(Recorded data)
━━━━━━━━━━━━━━━━

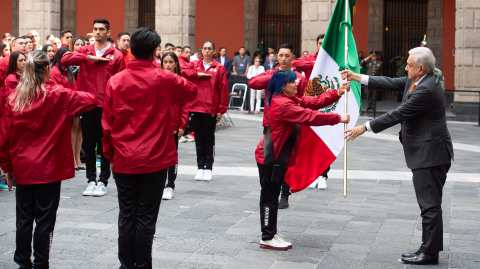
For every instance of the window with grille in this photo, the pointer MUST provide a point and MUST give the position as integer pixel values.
(146, 14)
(405, 24)
(279, 22)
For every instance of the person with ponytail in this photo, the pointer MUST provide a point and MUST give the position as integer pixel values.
(35, 151)
(139, 144)
(281, 142)
(179, 116)
(15, 69)
(209, 106)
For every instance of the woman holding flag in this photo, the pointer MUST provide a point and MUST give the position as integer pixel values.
(278, 149)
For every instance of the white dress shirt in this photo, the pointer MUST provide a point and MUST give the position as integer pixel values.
(364, 81)
(102, 51)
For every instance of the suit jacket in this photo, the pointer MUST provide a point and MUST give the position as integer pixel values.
(424, 133)
(228, 64)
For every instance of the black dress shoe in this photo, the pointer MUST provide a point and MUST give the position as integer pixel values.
(422, 258)
(283, 202)
(410, 254)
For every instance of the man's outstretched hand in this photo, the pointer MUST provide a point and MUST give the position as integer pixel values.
(353, 133)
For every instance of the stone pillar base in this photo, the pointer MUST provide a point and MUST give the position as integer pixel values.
(466, 111)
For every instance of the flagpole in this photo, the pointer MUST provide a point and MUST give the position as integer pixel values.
(346, 106)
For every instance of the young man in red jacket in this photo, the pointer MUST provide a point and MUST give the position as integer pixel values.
(98, 62)
(18, 44)
(305, 64)
(139, 144)
(285, 58)
(209, 106)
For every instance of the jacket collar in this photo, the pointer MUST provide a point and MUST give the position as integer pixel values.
(139, 64)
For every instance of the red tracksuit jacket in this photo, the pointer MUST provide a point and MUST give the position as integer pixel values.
(305, 64)
(286, 112)
(94, 75)
(6, 90)
(61, 78)
(36, 144)
(212, 97)
(261, 82)
(136, 117)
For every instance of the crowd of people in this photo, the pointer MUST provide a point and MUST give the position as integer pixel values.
(127, 107)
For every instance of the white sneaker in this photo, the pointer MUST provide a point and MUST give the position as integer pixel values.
(322, 183)
(167, 193)
(274, 244)
(207, 175)
(90, 189)
(313, 185)
(283, 241)
(190, 138)
(199, 175)
(100, 190)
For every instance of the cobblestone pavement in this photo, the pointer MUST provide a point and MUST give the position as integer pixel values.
(216, 224)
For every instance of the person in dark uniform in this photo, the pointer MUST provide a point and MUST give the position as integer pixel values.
(400, 63)
(374, 67)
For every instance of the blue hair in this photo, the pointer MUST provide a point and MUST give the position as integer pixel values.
(278, 80)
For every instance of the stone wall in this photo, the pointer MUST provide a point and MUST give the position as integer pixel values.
(250, 32)
(131, 16)
(315, 18)
(375, 25)
(467, 59)
(40, 15)
(435, 29)
(175, 21)
(69, 16)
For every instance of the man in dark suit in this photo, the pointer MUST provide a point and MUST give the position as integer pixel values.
(425, 138)
(225, 61)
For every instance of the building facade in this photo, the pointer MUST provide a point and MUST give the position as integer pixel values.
(389, 26)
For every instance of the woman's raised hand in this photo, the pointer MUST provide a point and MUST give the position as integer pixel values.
(345, 86)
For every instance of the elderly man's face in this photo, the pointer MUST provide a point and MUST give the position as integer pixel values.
(414, 72)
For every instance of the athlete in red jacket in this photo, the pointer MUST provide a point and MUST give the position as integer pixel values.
(16, 67)
(139, 144)
(305, 64)
(179, 116)
(35, 150)
(209, 106)
(98, 63)
(287, 110)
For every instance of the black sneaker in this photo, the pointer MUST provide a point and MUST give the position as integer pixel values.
(283, 202)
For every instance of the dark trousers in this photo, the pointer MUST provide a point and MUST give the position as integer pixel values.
(172, 170)
(428, 184)
(268, 204)
(204, 129)
(139, 197)
(37, 203)
(92, 133)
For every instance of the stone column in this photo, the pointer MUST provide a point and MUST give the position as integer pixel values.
(315, 18)
(435, 29)
(250, 32)
(69, 16)
(375, 25)
(175, 22)
(42, 16)
(467, 59)
(131, 16)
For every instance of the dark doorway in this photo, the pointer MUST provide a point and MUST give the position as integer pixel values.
(279, 22)
(405, 24)
(146, 14)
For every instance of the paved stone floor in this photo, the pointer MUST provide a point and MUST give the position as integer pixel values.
(216, 224)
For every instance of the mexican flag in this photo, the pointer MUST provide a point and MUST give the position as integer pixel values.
(321, 145)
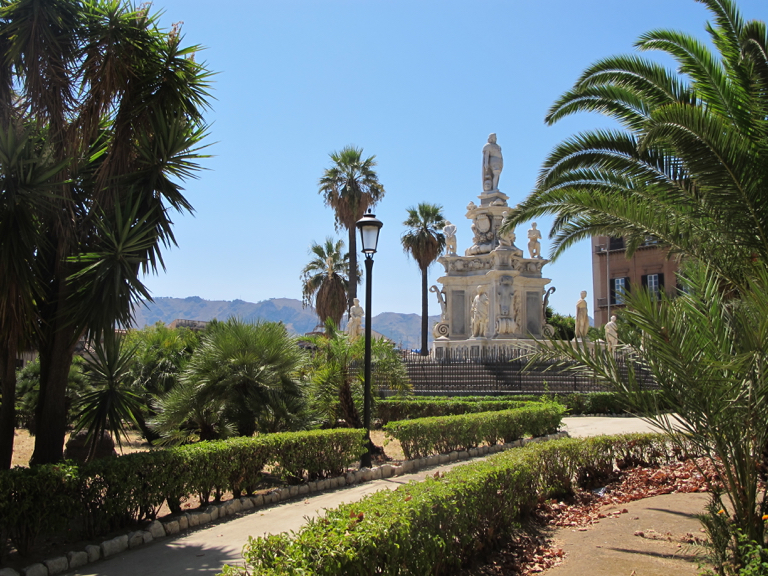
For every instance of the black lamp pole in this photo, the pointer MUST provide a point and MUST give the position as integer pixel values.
(369, 228)
(366, 459)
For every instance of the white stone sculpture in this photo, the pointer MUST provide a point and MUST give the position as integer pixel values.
(450, 237)
(493, 163)
(534, 246)
(582, 317)
(356, 313)
(480, 313)
(441, 300)
(506, 239)
(612, 333)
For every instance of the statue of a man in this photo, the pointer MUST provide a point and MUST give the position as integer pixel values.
(582, 317)
(450, 237)
(480, 313)
(492, 164)
(534, 246)
(356, 313)
(612, 333)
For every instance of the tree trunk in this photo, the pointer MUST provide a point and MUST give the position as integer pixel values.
(51, 413)
(8, 407)
(352, 290)
(424, 312)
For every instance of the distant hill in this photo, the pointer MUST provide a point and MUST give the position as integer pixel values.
(403, 329)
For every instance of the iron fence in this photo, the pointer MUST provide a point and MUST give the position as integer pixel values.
(501, 373)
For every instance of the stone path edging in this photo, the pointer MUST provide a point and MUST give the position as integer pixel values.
(180, 523)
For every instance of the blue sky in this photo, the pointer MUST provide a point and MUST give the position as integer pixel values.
(420, 84)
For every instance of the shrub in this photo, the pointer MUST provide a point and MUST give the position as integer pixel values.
(424, 436)
(435, 526)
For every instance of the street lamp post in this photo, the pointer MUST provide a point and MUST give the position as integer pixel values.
(369, 228)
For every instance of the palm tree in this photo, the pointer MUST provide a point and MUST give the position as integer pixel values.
(249, 366)
(117, 106)
(350, 187)
(688, 166)
(325, 280)
(424, 243)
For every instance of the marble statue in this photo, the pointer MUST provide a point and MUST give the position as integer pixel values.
(441, 300)
(534, 246)
(582, 317)
(356, 313)
(493, 163)
(506, 239)
(504, 294)
(480, 313)
(612, 333)
(450, 237)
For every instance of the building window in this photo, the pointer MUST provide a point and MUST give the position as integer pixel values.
(619, 288)
(654, 283)
(615, 243)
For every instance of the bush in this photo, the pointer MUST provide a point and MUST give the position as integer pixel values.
(435, 526)
(111, 493)
(424, 436)
(425, 406)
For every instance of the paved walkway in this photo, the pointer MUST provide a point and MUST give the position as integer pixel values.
(207, 549)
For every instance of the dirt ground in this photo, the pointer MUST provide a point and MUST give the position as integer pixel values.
(24, 445)
(654, 537)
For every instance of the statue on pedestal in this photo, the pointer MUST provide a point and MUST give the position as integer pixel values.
(450, 237)
(480, 313)
(493, 163)
(582, 317)
(354, 326)
(534, 246)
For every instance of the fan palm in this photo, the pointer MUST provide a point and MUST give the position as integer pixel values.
(350, 187)
(424, 242)
(249, 366)
(119, 104)
(688, 167)
(325, 279)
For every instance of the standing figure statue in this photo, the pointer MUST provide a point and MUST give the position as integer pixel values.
(534, 246)
(582, 317)
(354, 326)
(440, 300)
(492, 164)
(480, 313)
(450, 237)
(612, 333)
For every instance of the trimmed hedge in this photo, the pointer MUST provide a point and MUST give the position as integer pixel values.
(424, 406)
(426, 436)
(393, 409)
(110, 493)
(435, 526)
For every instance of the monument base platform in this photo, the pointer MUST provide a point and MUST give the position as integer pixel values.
(477, 348)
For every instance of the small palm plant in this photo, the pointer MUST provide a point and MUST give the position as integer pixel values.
(325, 280)
(424, 242)
(111, 404)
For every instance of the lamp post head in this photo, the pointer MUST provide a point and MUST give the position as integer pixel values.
(369, 227)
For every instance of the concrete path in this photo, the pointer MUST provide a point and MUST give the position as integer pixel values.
(207, 549)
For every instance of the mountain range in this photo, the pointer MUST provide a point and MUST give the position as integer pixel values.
(403, 329)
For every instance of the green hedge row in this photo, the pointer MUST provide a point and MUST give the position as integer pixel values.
(435, 526)
(393, 409)
(110, 493)
(423, 406)
(426, 436)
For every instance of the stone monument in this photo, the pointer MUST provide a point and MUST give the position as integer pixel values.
(354, 326)
(491, 297)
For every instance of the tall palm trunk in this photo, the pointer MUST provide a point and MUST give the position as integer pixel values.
(7, 408)
(352, 289)
(424, 311)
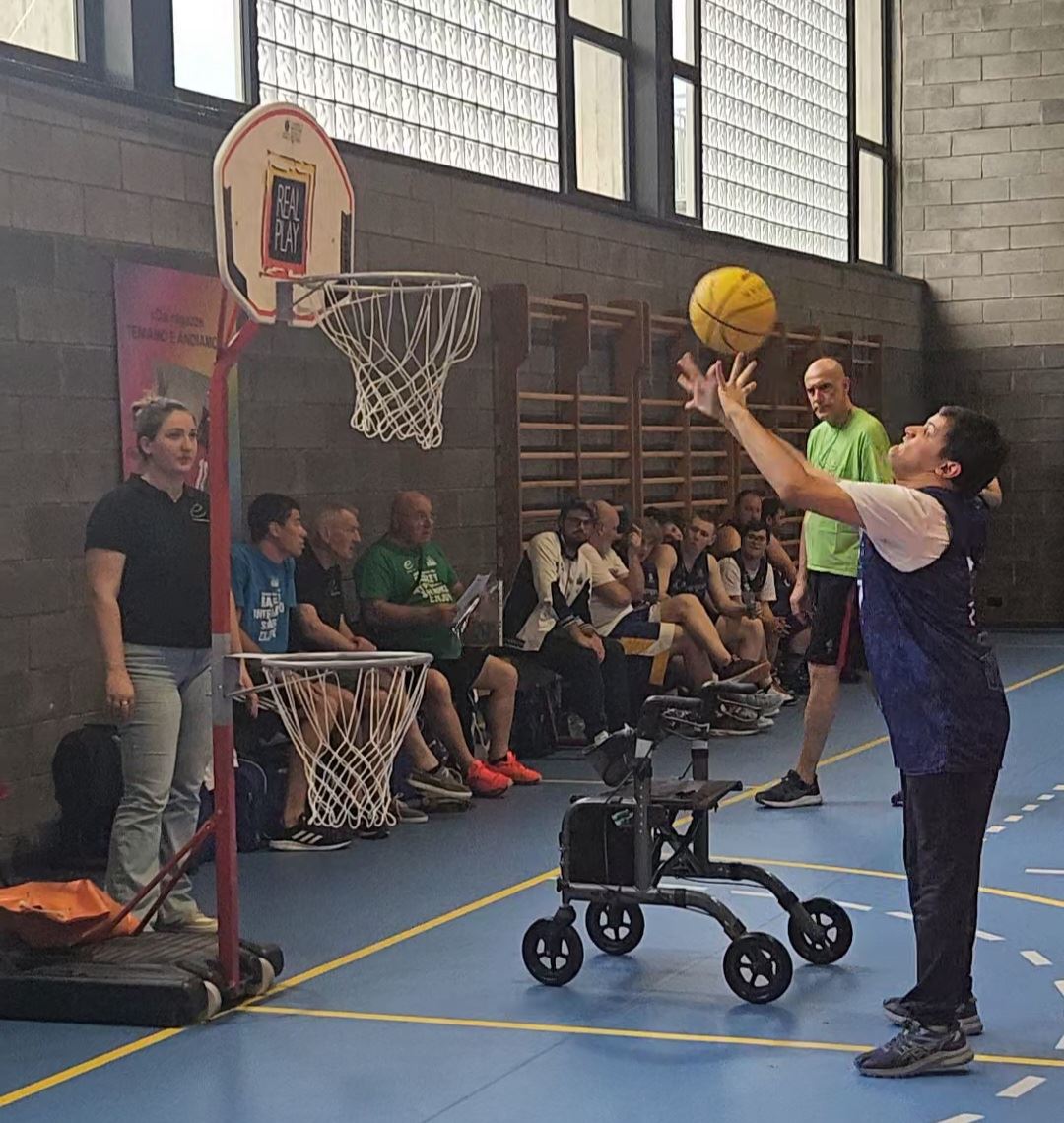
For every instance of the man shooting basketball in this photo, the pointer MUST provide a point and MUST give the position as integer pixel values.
(934, 671)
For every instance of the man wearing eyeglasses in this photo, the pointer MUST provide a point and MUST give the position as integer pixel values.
(408, 592)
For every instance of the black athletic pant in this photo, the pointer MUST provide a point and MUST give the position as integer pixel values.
(945, 821)
(599, 691)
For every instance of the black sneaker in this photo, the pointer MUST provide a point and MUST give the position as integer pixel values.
(744, 671)
(791, 792)
(305, 836)
(916, 1050)
(438, 784)
(967, 1016)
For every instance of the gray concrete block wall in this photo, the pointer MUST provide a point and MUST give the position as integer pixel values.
(983, 223)
(85, 182)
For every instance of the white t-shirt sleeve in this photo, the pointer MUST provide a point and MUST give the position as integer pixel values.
(908, 527)
(729, 575)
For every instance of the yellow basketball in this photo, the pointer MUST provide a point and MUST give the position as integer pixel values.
(731, 309)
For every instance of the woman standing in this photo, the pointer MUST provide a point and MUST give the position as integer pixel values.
(147, 561)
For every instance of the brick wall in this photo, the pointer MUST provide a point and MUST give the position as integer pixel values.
(85, 182)
(983, 217)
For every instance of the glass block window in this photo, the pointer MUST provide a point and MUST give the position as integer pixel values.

━━━━━━━━━━━━━━━━

▶ **Task directions**
The lines from the one containing "For every instance of the woman standing" through the final line of the entries above are to be printed exactly, with nothing added.

▶ **Exercise output**
For every instance of the woman standing in this photo, the pointer MUST provide a point and MUST give the position as integer pixel values.
(147, 561)
For every instance of the brick wall in this photo, the pointer MUST provide a point and MUST give the position as integer pixel values.
(85, 182)
(983, 217)
For every instance of the glass block window in this photo, the pointer MUST provide a point and MUST give the position as integer pixel values.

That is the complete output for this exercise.